Start of Text shown

Manures and composted plant materials add organic matter, which helps soil retain moisture and structure which prevents compaction, and helps prevent nutrients from leaching away. They also balance extremes in soil pH.
There are a few manures that should not be used, primarily those of meat eaters. According to Cornell University, “Homeowners should not use any manure from dogs, cats, or other meat-eating animals, since there is risk of parasites or disease organisms that can be transmitted to humans.”
The most common sources of manure are horses, cattle, goats, sheep, rabbits and poultry. Below is a guide showing how manures measure up, nutrient-wise. While all animal manures are good sources of organic matter and nutrients, it’s impossible to make a precise analysis, mostly because bedding materials vary so much. For example, manure with straw or sawdust will have a different nitrogen composition than pure manure. But it’s useful to know whether the manure you’re using is rich or poor in a particular nutrient such as nitrogen.
|N-P-K||1.1 .80 .50||.25 .15 .25||.70 .30 .60||.70 .30 .40||2.4 1.4 .60||.70.30 .90|
As you review the list, don’t be misled by the N-P-K numbers that suggest manure is less powerful than chemicals. It is actually far better because it contains large amounts of organic matter, so it feeds and builds the soil while it nourishes the plants. This is one of the primary ways that organic fertilizers have a leg-up on chemical ones.

End of Text shown

> **Exercise**
Rewrite the part of the manure text that starts with the words "The most common" and ends with "such as nitrogen.", swapping "sawdust" for "wood shavings".

Start of Records

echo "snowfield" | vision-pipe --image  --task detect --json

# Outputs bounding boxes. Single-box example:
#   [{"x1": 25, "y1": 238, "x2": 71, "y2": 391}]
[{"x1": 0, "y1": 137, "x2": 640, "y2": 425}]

End of Records
Start of Records

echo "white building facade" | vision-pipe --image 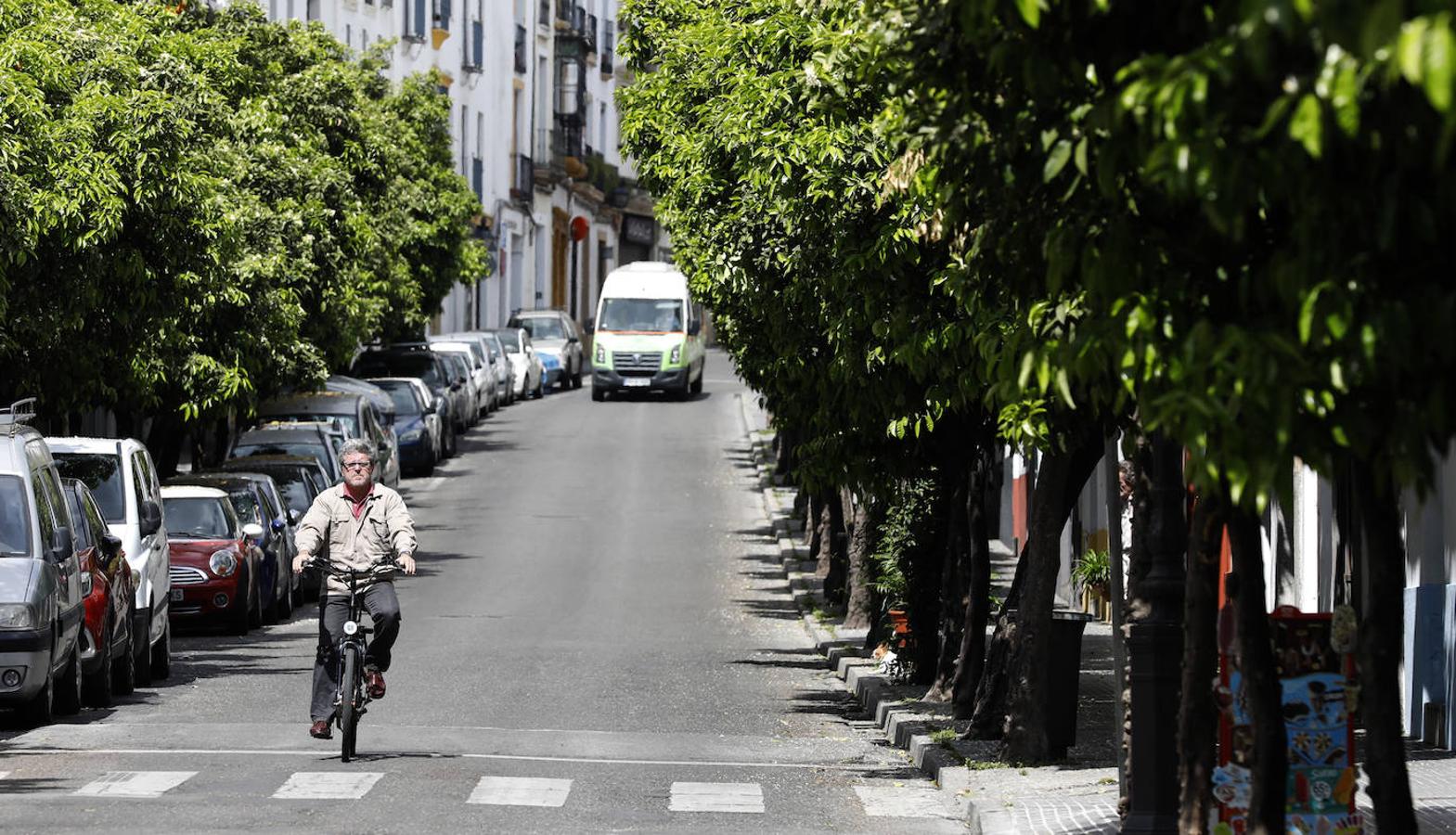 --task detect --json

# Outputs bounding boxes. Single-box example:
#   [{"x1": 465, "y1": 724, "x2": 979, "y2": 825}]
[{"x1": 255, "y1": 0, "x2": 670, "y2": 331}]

End of Records
Start of Records

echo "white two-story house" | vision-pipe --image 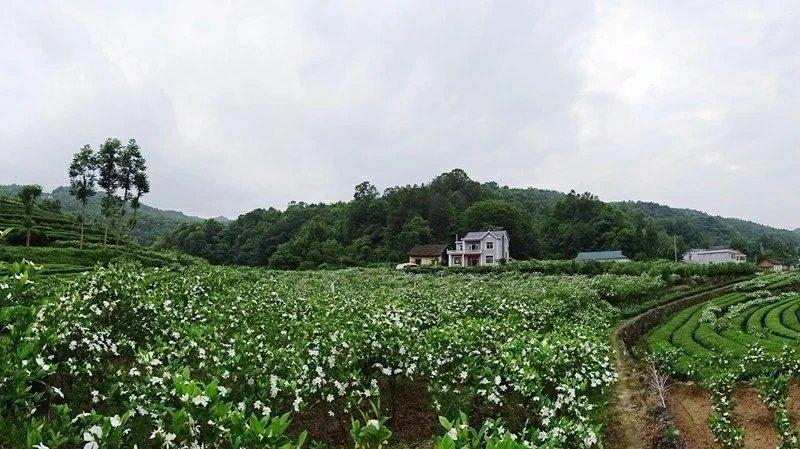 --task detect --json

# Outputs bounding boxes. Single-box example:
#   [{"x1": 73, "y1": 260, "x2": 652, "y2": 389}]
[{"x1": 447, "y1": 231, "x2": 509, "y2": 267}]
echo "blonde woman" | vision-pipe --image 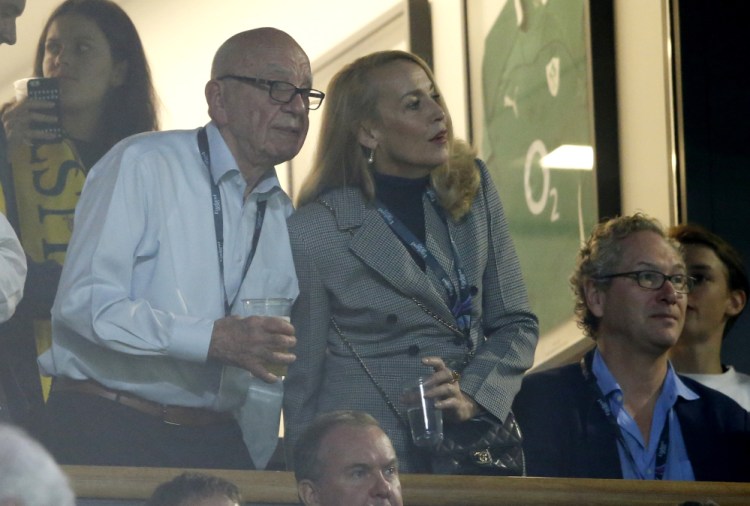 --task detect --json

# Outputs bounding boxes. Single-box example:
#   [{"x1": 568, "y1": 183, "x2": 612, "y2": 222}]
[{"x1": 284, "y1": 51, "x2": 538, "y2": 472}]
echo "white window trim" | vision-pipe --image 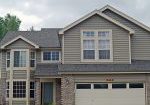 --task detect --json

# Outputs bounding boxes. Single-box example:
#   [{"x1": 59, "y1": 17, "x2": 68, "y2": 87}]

End of Records

> **Task answer**
The most common sources of manure are horses, cattle, goats, sheep, rabbits and poultry. Below is a guide showing how manures measure up, nutrient-wise. While all animal manures are good sources of organic matter and nutrients, it’s impossible to make a precise analysis, mostly because bedding materials vary so much. For example, manure with straw or wood shavings will have a different nitrogen composition than pure manure. But it’s useful to know whether the manure you’re using is rich or poor in a particular nutrient such as nitrogen.